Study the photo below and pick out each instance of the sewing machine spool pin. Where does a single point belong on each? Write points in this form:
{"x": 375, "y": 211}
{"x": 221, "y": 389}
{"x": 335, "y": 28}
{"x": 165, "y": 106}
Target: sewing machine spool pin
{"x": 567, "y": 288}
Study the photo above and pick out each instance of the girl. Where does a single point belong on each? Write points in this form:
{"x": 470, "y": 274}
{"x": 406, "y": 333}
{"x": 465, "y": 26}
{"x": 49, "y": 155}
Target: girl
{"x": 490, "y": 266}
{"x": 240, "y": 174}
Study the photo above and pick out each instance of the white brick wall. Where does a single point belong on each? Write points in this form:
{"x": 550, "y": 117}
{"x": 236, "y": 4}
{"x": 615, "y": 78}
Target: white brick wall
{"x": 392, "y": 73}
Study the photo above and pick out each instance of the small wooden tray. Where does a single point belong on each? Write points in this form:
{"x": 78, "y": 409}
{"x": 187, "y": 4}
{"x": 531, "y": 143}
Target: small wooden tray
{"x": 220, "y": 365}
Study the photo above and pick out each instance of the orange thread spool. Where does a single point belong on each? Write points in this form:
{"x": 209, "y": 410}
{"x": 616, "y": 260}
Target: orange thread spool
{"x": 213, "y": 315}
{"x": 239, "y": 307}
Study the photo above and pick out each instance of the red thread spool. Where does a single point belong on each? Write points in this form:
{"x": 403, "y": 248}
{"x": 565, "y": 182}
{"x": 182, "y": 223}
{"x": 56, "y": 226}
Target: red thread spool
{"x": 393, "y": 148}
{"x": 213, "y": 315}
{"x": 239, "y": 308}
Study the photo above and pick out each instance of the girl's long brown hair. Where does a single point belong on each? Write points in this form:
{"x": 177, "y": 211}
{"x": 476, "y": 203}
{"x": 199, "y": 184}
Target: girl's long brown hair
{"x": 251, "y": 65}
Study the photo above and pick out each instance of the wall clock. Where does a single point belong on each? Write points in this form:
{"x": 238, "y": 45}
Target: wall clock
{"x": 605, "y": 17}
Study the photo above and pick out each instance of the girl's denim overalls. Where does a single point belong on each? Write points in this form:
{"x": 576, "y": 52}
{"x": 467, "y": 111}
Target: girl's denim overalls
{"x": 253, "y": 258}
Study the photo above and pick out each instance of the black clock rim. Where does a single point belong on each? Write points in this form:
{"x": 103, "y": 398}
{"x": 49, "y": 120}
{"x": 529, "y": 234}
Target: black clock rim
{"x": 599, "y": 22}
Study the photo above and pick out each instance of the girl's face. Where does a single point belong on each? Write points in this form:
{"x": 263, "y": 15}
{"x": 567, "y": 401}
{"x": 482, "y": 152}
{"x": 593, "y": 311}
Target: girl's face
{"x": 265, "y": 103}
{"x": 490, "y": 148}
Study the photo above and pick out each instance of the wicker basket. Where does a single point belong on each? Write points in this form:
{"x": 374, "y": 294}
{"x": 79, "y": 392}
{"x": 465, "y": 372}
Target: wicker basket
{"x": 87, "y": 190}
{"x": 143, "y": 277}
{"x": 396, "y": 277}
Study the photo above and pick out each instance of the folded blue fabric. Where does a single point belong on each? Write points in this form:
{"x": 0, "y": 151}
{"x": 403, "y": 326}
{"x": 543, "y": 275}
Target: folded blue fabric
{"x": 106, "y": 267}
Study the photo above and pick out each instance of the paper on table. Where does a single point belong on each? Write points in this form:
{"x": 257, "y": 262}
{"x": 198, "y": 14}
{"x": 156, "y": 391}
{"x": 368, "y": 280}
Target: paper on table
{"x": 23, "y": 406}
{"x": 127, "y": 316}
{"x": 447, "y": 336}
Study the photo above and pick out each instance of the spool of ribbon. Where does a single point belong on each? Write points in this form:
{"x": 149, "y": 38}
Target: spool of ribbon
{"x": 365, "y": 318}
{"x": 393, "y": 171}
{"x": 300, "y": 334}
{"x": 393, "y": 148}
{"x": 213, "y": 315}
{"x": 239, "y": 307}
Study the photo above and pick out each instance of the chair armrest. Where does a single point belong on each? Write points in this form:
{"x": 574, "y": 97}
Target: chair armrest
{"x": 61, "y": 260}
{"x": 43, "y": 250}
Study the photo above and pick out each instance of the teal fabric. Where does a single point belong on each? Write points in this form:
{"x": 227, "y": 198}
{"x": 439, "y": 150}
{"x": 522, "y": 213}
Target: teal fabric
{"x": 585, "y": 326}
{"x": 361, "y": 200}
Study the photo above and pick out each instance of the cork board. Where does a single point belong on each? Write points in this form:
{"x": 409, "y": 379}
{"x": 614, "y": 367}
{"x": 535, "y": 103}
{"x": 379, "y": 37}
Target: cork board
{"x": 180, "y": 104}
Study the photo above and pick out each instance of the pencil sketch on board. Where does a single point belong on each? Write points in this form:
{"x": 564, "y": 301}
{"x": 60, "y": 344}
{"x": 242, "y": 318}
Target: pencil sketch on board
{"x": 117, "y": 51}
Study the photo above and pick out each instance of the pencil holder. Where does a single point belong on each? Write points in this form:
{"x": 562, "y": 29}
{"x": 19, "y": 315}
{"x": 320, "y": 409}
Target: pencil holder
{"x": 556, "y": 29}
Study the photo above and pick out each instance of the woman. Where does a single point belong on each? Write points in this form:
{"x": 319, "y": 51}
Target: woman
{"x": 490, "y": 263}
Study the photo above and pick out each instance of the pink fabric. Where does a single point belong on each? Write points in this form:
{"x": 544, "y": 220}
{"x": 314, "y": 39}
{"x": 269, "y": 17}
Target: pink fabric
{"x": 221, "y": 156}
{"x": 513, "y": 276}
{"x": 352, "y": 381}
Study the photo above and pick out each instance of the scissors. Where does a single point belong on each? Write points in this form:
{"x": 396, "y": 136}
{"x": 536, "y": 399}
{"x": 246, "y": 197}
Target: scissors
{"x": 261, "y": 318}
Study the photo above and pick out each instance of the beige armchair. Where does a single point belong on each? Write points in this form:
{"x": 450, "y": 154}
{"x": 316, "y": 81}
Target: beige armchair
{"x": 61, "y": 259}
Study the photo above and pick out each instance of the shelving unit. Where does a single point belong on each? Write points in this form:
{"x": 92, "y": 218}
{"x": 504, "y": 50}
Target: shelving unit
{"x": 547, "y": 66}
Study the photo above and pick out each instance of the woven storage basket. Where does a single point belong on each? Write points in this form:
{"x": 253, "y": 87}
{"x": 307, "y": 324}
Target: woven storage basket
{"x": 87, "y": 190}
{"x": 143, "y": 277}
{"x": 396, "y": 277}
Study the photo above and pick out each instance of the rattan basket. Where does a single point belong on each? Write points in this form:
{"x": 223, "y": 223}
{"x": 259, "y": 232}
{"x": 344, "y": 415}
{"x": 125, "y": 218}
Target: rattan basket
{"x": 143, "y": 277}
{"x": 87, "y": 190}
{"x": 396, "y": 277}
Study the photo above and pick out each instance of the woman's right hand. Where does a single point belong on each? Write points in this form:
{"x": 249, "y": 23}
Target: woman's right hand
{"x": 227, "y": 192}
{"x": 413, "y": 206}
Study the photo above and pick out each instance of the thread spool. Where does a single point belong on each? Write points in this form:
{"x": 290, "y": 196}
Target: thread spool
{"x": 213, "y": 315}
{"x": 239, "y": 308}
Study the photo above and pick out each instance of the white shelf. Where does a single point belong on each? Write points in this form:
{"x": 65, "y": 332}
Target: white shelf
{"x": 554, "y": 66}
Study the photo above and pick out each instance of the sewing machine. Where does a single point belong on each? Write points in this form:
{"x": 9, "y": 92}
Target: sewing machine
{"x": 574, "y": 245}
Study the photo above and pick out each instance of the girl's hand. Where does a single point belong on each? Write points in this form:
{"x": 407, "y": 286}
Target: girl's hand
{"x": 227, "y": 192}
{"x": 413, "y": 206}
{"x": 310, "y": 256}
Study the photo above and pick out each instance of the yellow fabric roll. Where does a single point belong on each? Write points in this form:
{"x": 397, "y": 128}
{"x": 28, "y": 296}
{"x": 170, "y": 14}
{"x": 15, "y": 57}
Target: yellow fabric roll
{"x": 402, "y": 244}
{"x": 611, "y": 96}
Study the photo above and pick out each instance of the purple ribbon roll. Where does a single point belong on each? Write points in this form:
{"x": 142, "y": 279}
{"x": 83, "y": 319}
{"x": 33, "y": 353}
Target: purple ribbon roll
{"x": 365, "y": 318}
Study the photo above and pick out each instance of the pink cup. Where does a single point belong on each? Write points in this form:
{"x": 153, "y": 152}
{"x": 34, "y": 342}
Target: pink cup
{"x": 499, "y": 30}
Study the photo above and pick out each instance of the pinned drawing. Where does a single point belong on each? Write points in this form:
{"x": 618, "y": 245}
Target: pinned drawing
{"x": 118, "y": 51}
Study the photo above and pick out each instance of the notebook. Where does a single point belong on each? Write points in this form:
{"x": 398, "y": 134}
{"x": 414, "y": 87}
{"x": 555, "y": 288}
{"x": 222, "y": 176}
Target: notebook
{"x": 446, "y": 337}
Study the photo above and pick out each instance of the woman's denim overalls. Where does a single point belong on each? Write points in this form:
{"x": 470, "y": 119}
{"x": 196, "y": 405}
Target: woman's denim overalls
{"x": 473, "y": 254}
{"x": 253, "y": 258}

▶ [TASK TO COMPLETE]: From the line containing "the white shelf." down to the final line of the data, write out every line exactly; both the first and last of these belong in your answer, and nothing else does.

▶ [EXERCISE OUTPUT]:
Study the photo above and pick out each instance of the white shelf. Where does a single point belong on each? Write points in this form:
{"x": 65, "y": 332}
Target: white shelf
{"x": 554, "y": 66}
Study the photo above and pick out each instance of the sewing machine. Where does a single point belong on each? Write points in this form:
{"x": 9, "y": 92}
Target: sewing machine
{"x": 574, "y": 245}
Study the photo above and pick out each instance of the girl's hand. Where does a single point belong on each? Write points in this form:
{"x": 407, "y": 286}
Target: girl's hand
{"x": 227, "y": 192}
{"x": 413, "y": 206}
{"x": 310, "y": 256}
Study the photo above and pick out each instance of the yellow fabric roll. Where does a single point belong on each? Write points in this form:
{"x": 397, "y": 128}
{"x": 28, "y": 296}
{"x": 170, "y": 14}
{"x": 15, "y": 57}
Target: yellow fabric roll
{"x": 402, "y": 244}
{"x": 611, "y": 96}
Study the photo above and pick out each instance of the purple ribbon roll. Where does a single point belong on each? Write points in this form:
{"x": 142, "y": 279}
{"x": 83, "y": 319}
{"x": 33, "y": 353}
Target: purple ribbon roll
{"x": 365, "y": 318}
Study the photo above and pick out each instance of the pink cup. Where does a single point belong on each? Write points in this form:
{"x": 153, "y": 152}
{"x": 34, "y": 342}
Target: pink cup
{"x": 499, "y": 30}
Study the photo above and pick out each instance of the pinned drawing. Where does a single point belong on each? Write points in this form:
{"x": 618, "y": 245}
Target: pinned drawing
{"x": 118, "y": 51}
Study the photo above and pick out each instance of the notebook. Where does a single point belong on each? Write points in this form:
{"x": 398, "y": 134}
{"x": 414, "y": 87}
{"x": 555, "y": 288}
{"x": 222, "y": 176}
Target: notebook
{"x": 446, "y": 337}
Study the photo above and pick out each instance of the woman's denim overalls. Where does a single point belong on each? Write points in this form:
{"x": 470, "y": 119}
{"x": 196, "y": 405}
Target: woman's denim overalls
{"x": 473, "y": 254}
{"x": 253, "y": 258}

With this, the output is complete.